Stored records:
----------------------------------------

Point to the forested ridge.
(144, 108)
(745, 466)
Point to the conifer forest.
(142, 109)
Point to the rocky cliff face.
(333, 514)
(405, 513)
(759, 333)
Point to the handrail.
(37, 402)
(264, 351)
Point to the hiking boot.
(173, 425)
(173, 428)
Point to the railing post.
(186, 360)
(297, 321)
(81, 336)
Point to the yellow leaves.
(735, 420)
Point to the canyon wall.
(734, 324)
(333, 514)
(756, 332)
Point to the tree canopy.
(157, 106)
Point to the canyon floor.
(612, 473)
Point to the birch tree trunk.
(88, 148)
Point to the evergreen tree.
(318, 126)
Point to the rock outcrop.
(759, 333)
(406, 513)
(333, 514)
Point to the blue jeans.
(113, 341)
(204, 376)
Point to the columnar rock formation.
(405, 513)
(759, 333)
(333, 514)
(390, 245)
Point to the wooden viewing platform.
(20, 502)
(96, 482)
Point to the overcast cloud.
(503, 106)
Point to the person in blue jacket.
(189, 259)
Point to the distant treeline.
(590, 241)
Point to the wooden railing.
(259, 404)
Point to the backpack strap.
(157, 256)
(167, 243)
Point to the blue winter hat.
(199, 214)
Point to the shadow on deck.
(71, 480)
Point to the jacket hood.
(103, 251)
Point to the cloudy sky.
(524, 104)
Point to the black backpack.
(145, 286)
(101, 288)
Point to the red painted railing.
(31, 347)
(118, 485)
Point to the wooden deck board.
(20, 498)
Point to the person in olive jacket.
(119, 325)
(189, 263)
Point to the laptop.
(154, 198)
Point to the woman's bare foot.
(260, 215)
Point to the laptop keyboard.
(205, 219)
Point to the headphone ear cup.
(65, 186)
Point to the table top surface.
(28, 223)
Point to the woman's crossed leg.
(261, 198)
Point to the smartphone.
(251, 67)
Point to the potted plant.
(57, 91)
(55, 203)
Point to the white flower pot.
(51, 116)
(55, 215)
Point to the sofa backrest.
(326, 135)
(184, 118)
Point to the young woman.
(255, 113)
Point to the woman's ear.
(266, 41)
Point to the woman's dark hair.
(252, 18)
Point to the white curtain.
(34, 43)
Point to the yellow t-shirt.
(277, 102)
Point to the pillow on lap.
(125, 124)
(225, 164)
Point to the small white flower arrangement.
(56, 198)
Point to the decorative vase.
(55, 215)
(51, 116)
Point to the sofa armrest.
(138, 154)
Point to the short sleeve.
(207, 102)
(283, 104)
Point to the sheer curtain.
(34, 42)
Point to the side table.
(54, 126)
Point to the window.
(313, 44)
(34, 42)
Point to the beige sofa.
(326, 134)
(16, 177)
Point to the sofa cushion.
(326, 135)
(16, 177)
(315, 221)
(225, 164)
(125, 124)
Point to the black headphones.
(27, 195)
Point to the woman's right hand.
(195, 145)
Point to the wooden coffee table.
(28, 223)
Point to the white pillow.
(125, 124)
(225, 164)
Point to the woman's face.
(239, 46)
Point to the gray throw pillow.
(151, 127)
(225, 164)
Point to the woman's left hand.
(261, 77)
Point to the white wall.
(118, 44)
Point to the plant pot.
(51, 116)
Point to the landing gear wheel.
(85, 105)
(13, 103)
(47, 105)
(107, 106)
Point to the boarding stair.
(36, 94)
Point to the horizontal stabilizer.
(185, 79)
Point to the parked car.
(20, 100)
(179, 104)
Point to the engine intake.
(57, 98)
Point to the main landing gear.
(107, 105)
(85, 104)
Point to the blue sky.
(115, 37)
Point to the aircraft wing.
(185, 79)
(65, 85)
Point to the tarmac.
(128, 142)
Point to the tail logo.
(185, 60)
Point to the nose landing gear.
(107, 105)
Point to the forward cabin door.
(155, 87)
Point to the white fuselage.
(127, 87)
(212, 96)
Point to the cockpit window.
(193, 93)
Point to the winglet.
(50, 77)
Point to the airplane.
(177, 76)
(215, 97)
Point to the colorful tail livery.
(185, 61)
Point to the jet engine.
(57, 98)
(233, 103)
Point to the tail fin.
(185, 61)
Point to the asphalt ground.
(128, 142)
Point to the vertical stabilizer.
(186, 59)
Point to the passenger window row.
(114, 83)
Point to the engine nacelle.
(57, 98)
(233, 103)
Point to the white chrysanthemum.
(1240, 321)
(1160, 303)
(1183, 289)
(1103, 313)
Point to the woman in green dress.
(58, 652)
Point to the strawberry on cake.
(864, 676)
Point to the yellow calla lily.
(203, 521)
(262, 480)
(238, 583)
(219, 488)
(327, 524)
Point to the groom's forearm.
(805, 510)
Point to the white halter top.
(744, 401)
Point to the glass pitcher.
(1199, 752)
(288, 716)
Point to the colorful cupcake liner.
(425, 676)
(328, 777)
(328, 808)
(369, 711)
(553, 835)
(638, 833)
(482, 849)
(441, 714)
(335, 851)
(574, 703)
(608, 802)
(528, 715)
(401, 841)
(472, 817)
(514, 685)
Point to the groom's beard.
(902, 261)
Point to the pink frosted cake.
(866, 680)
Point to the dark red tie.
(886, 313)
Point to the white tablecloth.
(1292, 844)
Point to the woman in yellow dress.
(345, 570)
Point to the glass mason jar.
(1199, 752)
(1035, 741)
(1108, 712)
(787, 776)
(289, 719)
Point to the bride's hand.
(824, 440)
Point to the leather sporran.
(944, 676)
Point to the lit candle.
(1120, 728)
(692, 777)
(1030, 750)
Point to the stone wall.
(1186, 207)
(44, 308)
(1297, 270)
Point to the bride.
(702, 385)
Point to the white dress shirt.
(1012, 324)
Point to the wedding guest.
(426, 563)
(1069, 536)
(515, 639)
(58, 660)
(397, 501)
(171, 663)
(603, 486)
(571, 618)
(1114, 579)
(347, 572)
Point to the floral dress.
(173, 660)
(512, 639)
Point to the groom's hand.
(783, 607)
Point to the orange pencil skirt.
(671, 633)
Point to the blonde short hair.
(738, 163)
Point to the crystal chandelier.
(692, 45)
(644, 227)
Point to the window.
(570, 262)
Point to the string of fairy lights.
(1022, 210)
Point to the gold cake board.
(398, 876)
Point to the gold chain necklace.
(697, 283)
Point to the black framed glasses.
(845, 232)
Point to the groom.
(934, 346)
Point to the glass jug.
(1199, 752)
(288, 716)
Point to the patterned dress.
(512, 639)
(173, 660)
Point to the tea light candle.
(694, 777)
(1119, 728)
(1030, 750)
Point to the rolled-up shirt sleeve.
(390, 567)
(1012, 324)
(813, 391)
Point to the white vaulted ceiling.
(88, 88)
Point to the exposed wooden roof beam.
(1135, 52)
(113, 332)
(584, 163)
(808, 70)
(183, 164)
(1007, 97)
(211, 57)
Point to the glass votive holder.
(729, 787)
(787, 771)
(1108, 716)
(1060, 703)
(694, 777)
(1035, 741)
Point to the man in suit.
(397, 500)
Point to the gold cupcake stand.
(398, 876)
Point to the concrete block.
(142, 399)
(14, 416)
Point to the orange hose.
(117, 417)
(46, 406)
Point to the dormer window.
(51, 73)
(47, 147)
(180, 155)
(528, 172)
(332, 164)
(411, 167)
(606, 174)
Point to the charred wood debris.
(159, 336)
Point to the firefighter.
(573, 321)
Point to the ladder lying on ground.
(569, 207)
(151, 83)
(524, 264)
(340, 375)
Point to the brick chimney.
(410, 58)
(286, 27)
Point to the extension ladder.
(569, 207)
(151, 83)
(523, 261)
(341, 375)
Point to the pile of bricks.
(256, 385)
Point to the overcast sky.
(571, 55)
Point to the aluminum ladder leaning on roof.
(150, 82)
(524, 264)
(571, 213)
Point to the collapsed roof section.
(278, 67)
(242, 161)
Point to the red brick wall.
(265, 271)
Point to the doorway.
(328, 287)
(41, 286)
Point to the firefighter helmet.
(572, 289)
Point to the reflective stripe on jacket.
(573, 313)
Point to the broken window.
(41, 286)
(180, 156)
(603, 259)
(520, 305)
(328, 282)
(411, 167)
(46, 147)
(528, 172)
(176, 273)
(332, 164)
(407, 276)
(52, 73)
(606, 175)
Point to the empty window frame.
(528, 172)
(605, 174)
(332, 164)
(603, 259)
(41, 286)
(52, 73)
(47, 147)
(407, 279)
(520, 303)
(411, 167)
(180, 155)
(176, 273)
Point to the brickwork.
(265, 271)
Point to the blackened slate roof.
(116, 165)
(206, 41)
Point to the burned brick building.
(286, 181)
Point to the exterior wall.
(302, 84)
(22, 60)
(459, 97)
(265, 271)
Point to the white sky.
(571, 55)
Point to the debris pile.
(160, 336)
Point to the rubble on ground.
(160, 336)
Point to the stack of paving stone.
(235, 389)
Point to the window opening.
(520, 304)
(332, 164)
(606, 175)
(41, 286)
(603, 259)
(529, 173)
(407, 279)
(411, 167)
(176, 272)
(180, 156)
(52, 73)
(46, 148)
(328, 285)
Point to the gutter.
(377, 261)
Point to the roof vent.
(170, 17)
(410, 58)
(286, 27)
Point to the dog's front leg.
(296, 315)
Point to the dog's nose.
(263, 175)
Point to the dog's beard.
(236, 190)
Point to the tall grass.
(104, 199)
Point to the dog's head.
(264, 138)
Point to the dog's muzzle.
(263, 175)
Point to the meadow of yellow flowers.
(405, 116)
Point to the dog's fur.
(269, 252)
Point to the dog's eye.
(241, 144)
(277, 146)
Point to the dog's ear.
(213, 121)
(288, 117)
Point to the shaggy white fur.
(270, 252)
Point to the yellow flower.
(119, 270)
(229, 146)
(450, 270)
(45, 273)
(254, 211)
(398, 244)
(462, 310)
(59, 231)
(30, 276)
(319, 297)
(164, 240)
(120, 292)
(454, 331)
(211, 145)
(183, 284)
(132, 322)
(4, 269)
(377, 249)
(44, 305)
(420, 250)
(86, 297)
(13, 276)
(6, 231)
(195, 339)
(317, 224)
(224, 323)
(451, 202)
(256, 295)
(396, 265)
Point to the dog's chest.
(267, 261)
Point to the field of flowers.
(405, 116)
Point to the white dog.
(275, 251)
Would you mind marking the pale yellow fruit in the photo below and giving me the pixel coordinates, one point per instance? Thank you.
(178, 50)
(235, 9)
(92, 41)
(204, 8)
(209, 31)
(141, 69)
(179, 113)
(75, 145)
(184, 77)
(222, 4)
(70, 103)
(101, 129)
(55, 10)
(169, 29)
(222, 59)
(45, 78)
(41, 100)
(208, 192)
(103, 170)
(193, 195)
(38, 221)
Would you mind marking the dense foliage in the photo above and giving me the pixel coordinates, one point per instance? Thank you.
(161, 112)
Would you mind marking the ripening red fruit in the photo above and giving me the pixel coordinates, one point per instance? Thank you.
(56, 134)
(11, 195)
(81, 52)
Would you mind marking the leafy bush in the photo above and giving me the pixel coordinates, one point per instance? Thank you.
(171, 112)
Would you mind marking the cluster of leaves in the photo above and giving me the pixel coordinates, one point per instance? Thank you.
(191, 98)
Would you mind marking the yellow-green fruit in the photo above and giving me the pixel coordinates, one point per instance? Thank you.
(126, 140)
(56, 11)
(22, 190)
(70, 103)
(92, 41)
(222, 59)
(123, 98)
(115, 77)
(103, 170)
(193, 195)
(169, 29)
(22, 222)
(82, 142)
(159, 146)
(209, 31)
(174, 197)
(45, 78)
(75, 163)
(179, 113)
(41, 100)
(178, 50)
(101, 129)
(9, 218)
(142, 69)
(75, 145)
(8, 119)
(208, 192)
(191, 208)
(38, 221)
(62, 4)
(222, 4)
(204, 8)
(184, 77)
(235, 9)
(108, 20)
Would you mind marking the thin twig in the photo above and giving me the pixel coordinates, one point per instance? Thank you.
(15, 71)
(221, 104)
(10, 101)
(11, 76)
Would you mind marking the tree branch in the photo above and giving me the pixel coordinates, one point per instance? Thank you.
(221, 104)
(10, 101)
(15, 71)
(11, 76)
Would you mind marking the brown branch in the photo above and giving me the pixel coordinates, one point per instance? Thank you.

----------------------------------------

TASK GOAL:
Quote exactly and only the lines from the one holding "Would you mind marking the yellow-green" through the end of the data.

RESULT:
Would you mind marking the yellow-green fruit in the photo above and giving me the pixel coordinates, one point per instance? Thank you.
(126, 140)
(56, 11)
(22, 190)
(70, 103)
(92, 41)
(222, 59)
(123, 98)
(115, 77)
(103, 170)
(193, 195)
(169, 29)
(22, 222)
(82, 142)
(159, 146)
(209, 31)
(174, 197)
(45, 78)
(75, 163)
(179, 113)
(41, 100)
(178, 50)
(101, 129)
(9, 218)
(142, 69)
(75, 145)
(8, 119)
(208, 192)
(191, 208)
(38, 221)
(62, 4)
(222, 4)
(204, 8)
(184, 77)
(235, 9)
(108, 20)
Would you mind marking the thin twig in the photo above and giving me the pixel coordinates, one point per instance? Thank you.
(15, 71)
(221, 104)
(10, 101)
(11, 76)
Would you mind marking the tree branch in the photo above and giving me the pixel coordinates, one point per instance? Thank you.
(221, 104)
(10, 101)
(15, 71)
(11, 76)
Would you mind marking the brown branch in the photo above and giving me the pixel coordinates, one point per instance? Thank you.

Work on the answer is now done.